• [Work request A] Decide whether each statement agrees with the Engine 2 diet excerpt, answering yes or no and quoting the words of the excerpt that settle it: (i) Week 3 of the 28-day challenge removes added oils from the diet; (ii) Esselstyn's father co-founded the Cleveland Clinic; (iii) Esselstyn advises getting a cholesterol test before starting the program.
• [Work request B] According to the Engine 2 diet excerpt, what fat content marks a food for removal when someone adopts the diet all at once?
• [Work request C] Carry the Engine 2 diet excerpt forward from its final sentence.

• [Excerpted text]
────────────────────
The book covers everything you need to know for nourishing yourself on a vegan diet to prevent and reverse heart disease.

Esselstyn’s great-grandfather, George Crile, was a co-founder of the Cleveland Clinic; his father, Caldwell Esselstyn, served at the well-known medical facility as chief of surgery, conducting extensive research on how plant-strong diets affect heart health. (1)

While other heart-healthy diet plans limit fats, especially saturated fats from animal sources, the Engine 2 diet takes the approach a step further. According to Esselstyn, the best way to incorporate vegetable fats in the diet is through consuming them in their whole and natural form.

Consuming excess amounts of omega-6 fatty acids found in vegetable oils has been shown to increase the risk of developing autoimmune diseases, cancer and heart disease. (2)

As for fats in animal foods, Esselstyn believes they promote the formation of plaque that clogs arteries, which translates to bad news for heart health.

Plant Power

Esselstyn is a former professional athlete and a go-for-it kind of guy, so the Engine 2 diet plan also includes suggestions for improving fitness. He recommends weighing yourself and getting a cholesterol test before you start the program so you can track progress.

Besides cutting out animal products and vegetable oils, the diet calls for ditching all processed foods.

There’s a choice up front in how you want to tackle necessary changes for embracing the Engine 2 diet: a complete lifestyle overhaul, or the more gradual “fire cadet” approach.

Also known as the 28-day challenge, the cadet method may be more appealing to some, especially if they’ve been eating in a fairly mainstream style.

Vegans, vegetarians and others with powerful motivation to make a big leap and reap benefits as soon as possible prefer taking a hard left turn; if you find this appealing, get started by emptying the refrigerator, freezer and pantry of all animal products, processed foods and anything with more than 2.5 grams of fat per hundred calories.

Restock with vegetables, fruits, nuts, beans, and whole grains.

The 28-day challenge allows the option of wading in a week at a time. During the prep week, you’ll reorient your ideas about which foods are your friends, and which aren’t.

Toss or give away anything that doesn’t fit Engine 2 diet guidelines. Support and information are available on Esselstyn’s website, where you can also watch videos designed to coach you through each phase. (3)

The 28-day challenge goes like this:

  • Week 1 – eliminate all processed foods and dairy products
  • Week 2 – get rid of animal products like eggs, fish and meat
  • Week 3 – cut out any added oils from your diet
  • Week 4 – stay with it and settle in to the program

That’s it. If you’re handy in the kitchen, you may do well with adapting your own favorite meals to the plan. Esselstyn’s book, The Engine 2 Diet, has plenty of recipes and menus, and more are available in his follow-up offering, My Beef with Meat: The Healthiest Argument for Eating a Plant-Strong Diet.
────────────────────
(Collected data entries)

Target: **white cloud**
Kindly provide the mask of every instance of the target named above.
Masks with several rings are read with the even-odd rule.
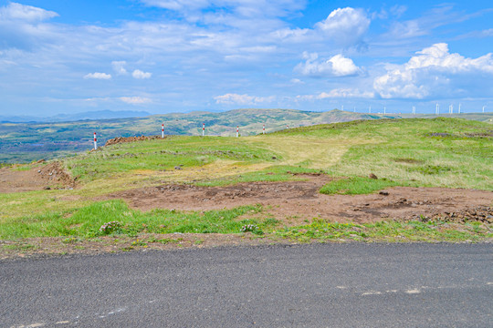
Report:
[[[356,88],[334,88],[318,95],[297,96],[299,100],[321,100],[326,98],[372,98],[375,95],[371,91],[361,91]]]
[[[305,84],[305,82],[301,81],[299,78],[291,78],[289,82],[292,84]]]
[[[110,79],[111,78],[110,74],[106,73],[89,73],[84,76],[84,78],[96,78],[96,79]]]
[[[127,65],[127,62],[124,60],[111,62],[111,67],[113,67],[113,70],[118,75],[127,74],[127,70],[125,69],[125,65]]]
[[[375,78],[373,87],[383,98],[465,96],[491,88],[481,82],[484,75],[493,77],[491,53],[466,58],[450,54],[448,46],[440,43],[418,51],[404,65],[389,66],[385,75]]]
[[[142,97],[121,97],[120,100],[131,105],[142,105],[152,102],[150,98]]]
[[[357,75],[361,69],[354,65],[351,58],[336,55],[327,60],[318,60],[317,53],[303,53],[305,63],[298,64],[294,70],[307,77],[349,77]]]
[[[131,73],[131,76],[134,78],[139,78],[139,79],[151,78],[151,77],[152,76],[152,73],[142,72],[140,69],[136,69],[136,70],[133,71],[133,73]]]
[[[10,3],[5,7],[0,7],[0,20],[37,22],[53,18],[58,15],[58,14],[52,11],[17,3]]]
[[[255,97],[248,95],[226,94],[223,96],[215,97],[214,99],[217,104],[229,105],[255,105],[258,103],[272,102],[276,97]]]
[[[285,15],[306,5],[306,0],[141,0],[147,5],[179,12],[194,12],[219,7],[216,16],[235,12],[241,16]],[[207,13],[209,15],[213,13]],[[196,15],[196,14],[194,14]],[[215,14],[213,14],[215,15]]]
[[[362,9],[339,8],[316,24],[316,27],[342,46],[357,45],[370,26],[370,18]]]

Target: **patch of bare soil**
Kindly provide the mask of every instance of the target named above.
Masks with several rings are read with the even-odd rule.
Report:
[[[445,188],[390,188],[370,195],[323,195],[330,178],[306,175],[305,181],[252,182],[227,187],[163,185],[108,195],[134,209],[210,210],[262,204],[267,215],[286,225],[321,218],[338,222],[432,220],[493,222],[493,192]],[[266,213],[262,213],[265,217]]]
[[[143,141],[143,140],[152,140],[155,138],[161,138],[161,136],[141,136],[141,137],[117,137],[106,141],[104,146],[116,145],[119,143],[126,142],[134,142],[134,141]]]
[[[38,164],[42,164],[42,161]],[[0,169],[0,192],[74,187],[74,179],[58,161],[36,166],[28,170],[16,170],[16,167]]]

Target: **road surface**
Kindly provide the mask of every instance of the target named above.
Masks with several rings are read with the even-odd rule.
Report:
[[[0,327],[493,327],[493,244],[0,261]]]

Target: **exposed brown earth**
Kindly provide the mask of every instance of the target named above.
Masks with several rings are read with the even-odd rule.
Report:
[[[161,136],[141,136],[141,137],[117,137],[106,141],[104,146],[116,145],[119,143],[126,142],[134,142],[134,141],[143,141],[143,140],[152,140],[155,138],[161,138]]]
[[[369,195],[323,195],[330,178],[306,175],[305,181],[252,182],[227,187],[163,185],[109,195],[134,209],[210,210],[262,204],[267,215],[287,225],[313,218],[338,222],[373,222],[387,219],[493,222],[493,192],[445,188],[390,188]],[[266,213],[262,213],[266,216]]]
[[[0,169],[0,192],[21,192],[44,189],[73,188],[75,181],[58,161],[43,164],[38,160],[28,170],[16,167]]]

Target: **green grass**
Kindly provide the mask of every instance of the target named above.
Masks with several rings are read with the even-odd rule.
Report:
[[[203,167],[218,159],[238,162],[272,161],[272,154],[236,138],[173,137],[100,148],[67,159],[66,167],[82,181],[136,170],[165,171]]]
[[[244,224],[256,224],[269,233],[278,224],[268,225],[268,219],[239,219],[247,218],[251,210],[260,214],[256,218],[261,217],[261,210],[256,206],[204,213],[141,212],[129,209],[123,201],[97,201],[98,197],[116,190],[163,183],[223,186],[283,181],[302,179],[296,173],[321,170],[335,178],[321,189],[327,194],[371,193],[393,186],[493,190],[492,131],[490,124],[457,118],[381,119],[239,138],[171,137],[104,147],[63,159],[63,165],[78,178],[79,186],[73,190],[0,194],[0,239],[79,238],[98,234],[103,223],[112,220],[120,221],[122,233],[131,235],[236,233]],[[370,173],[379,179],[364,178]],[[382,231],[395,239],[407,231],[415,232],[405,237],[408,240],[420,238],[422,233],[420,229],[411,229],[409,222],[385,224],[361,229],[377,239]],[[350,232],[343,226],[327,229],[336,229],[334,235]],[[446,232],[444,227],[439,231],[436,235],[435,230],[425,230],[425,238],[453,240],[477,233]],[[299,232],[289,228],[283,235]]]
[[[336,177],[370,173],[399,185],[493,190],[493,128],[458,118],[352,121],[294,128],[276,135],[363,139],[327,168]],[[453,137],[433,137],[446,133]]]
[[[323,194],[358,195],[369,194],[385,188],[399,185],[388,179],[373,179],[370,178],[353,177],[341,179],[326,184],[320,190]]]
[[[278,230],[275,235],[295,241],[481,241],[493,238],[491,225],[441,221],[384,220],[374,223],[337,223],[313,219],[311,224]]]
[[[260,206],[244,206],[233,210],[184,212],[154,210],[142,212],[131,210],[121,200],[95,202],[72,211],[53,211],[42,215],[12,219],[0,225],[0,239],[33,237],[94,237],[103,235],[100,228],[118,221],[117,232],[137,235],[149,233],[239,233],[245,224],[271,226],[272,220],[247,219],[261,211]],[[239,220],[239,217],[245,217]]]

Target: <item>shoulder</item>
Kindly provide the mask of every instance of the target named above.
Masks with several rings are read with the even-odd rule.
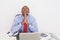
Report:
[[[35,20],[35,17],[32,16],[32,15],[29,15],[29,18],[30,18],[31,20]]]
[[[21,16],[21,14],[16,14],[16,16]]]
[[[32,16],[32,15],[29,15],[29,17],[30,17],[30,18],[33,18],[33,19],[35,19],[35,17],[34,17],[34,16]]]

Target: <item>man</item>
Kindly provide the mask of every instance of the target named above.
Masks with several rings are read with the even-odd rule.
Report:
[[[37,23],[35,18],[29,15],[29,8],[27,6],[22,7],[22,14],[15,16],[10,35],[17,35],[18,33],[37,32]],[[27,27],[24,27],[27,26]]]

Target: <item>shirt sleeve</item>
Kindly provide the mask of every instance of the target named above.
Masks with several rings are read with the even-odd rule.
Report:
[[[21,18],[21,17],[20,17]],[[15,16],[15,19],[14,19],[14,22],[13,22],[13,25],[12,25],[12,28],[11,28],[11,33],[14,34],[16,32],[19,31],[19,29],[21,28],[21,23],[19,21],[19,16]]]
[[[29,29],[31,32],[38,32],[37,23],[35,18],[30,18]]]

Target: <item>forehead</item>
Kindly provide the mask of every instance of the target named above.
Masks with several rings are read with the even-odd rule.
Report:
[[[22,7],[22,9],[24,9],[24,8],[27,8],[27,9],[29,9],[27,6],[23,6],[23,7]]]

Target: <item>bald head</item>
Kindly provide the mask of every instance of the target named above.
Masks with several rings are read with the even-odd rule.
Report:
[[[24,14],[28,15],[28,13],[29,13],[29,8],[28,8],[27,6],[23,6],[21,12],[22,12],[23,15],[24,15]]]

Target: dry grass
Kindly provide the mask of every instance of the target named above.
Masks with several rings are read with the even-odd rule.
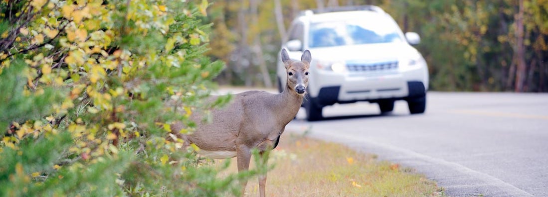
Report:
[[[275,167],[268,173],[267,196],[444,195],[436,183],[412,169],[344,146],[290,134],[281,141],[269,160]],[[237,171],[236,159],[231,164],[230,171]],[[248,183],[246,193],[259,195],[256,178]]]

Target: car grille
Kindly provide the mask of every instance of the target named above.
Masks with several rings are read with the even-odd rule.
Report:
[[[350,72],[391,71],[398,69],[398,61],[362,63],[347,63],[346,68]]]

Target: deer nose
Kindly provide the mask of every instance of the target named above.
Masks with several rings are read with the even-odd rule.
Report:
[[[295,91],[297,91],[297,93],[302,94],[305,92],[305,90],[306,90],[306,88],[305,88],[304,85],[299,85],[295,88]]]

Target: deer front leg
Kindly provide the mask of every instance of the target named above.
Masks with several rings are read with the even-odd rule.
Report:
[[[261,157],[260,160],[262,161],[265,167],[268,166],[269,154],[273,148],[273,146],[274,142],[269,140],[265,140],[258,146],[259,157]],[[264,174],[259,175],[259,192],[261,197],[266,196],[266,173],[267,172],[265,172]]]
[[[268,152],[261,152],[259,153],[259,155],[261,157],[261,159],[264,161],[264,165],[267,165],[269,161]],[[267,172],[265,172],[264,175],[259,176],[259,192],[261,197],[265,197],[266,195],[265,191],[266,189],[266,175]]]
[[[251,149],[244,145],[236,146],[236,161],[238,163],[238,172],[241,172],[249,169],[249,161],[251,160]],[[247,180],[240,181],[242,185],[242,196],[246,192]]]

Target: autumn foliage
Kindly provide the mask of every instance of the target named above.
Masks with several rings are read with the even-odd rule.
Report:
[[[222,68],[206,1],[0,2],[0,194],[237,194],[170,135]]]

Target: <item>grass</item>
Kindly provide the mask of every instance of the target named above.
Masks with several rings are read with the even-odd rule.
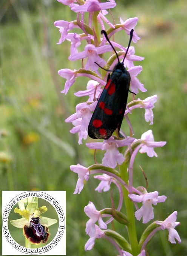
────────────────────
• [Response area A]
(i) Yes: "Week 3 – cut out any added oils from your diet"
(ii) No: "Esselstyn’s great-grandfather, George Crile, was a co-founder of the Cleveland Clinic"
(iii) Yes: "He recommends weighing yourself and getting a cholesterol test before you start the program so you can track progress."

• [Response area B] Anything with more than 2.5 grams of fat per hundred calories.

• [Response area C]
You can eat all the plant foods you want and you’ll still lose weight while your cholesterol levels drop. Esselstyn says the key to weight loss and heart health is eliminating processed foods and oils.


Esselstyn is in good company with his enthusiasm for plant-strong diets, though most don’t go to the extreme he proposes. For example, the Flexitarian diet recommends including limited amounts animal protein once or twice a week and focusing on plant foods the rest of the time.

The potential benefits in using a plant-based diet for reducing cholesterol levels are still being explored. Stanford conducted a comparison of two diets for lowering lipid levels over a 4-week period.

One was a standard low-fat diet, and the other was a low-fat diet with greater quantities of nutrient-dense plant foods like fruits and vegetables. The group eating extra plant foods experienced more dramatic drops in total cholesterol. (4)

The Physicians Committee for Responsible Medicine states health issues like heart disease, obesity, cancer and type 2 diabetes may be more competently managed or even prevented through adopting a diet rich in fruits and vegetables. (5)

The National Institutes of Health reported in 2012 that the greater levels of fiber intake common for subjects following plant-based diets is likely a contributing factor to healthier triglyceride measurements, as well as lower blood pressure and total cholesterol levels. (6)

Surveys confirm that meat-eaters typically run heavier than vegetarians and spend more money on medical expenses; those who include meat in their diets also develop chronic illnesses at higher rates than those who don’t. (7)

Since animal products provide our bodies with vitamin B-12, vegans should supplement to make certain this need is met. When the body lacks vitamin B-12, red bloods cells may grow enlarged and cause various malfunctions including muscle weakness or neurological disorders like dementia. (8, 9)

Getting other necessary vitamins, minerals like zinc and iron, and essential fatty acids found in fish oils, along with sufficient protein you need for vital health, shouldn’t be a concern in Western populations where a wide variety of foods are available. (10)

Only about a third of the world’s population lives on a meat-based diet, and the rest rely primarily on plant foods for nourishment. Since plant-based diets draw less heavily on water and land resources, anyone making this shift for health reasons can also help improve ecological balance through adopting a more sustainable diet. (11)

While the number of Americans who consider themselves true vegetarians is still small at about 5% (12), the trend toward plant-strong diets continues to grow.

The Engine 2 diet has attracted a large following, and if you’re game to give up the oils, it might be what the doctor ordered. Like Esselstyn, you’ll be in good company with others who are enjoying the all-you-can-eat buffet of plant-based foods, packing around less body fat, and protecting their tickers from artery-clogging animal fat.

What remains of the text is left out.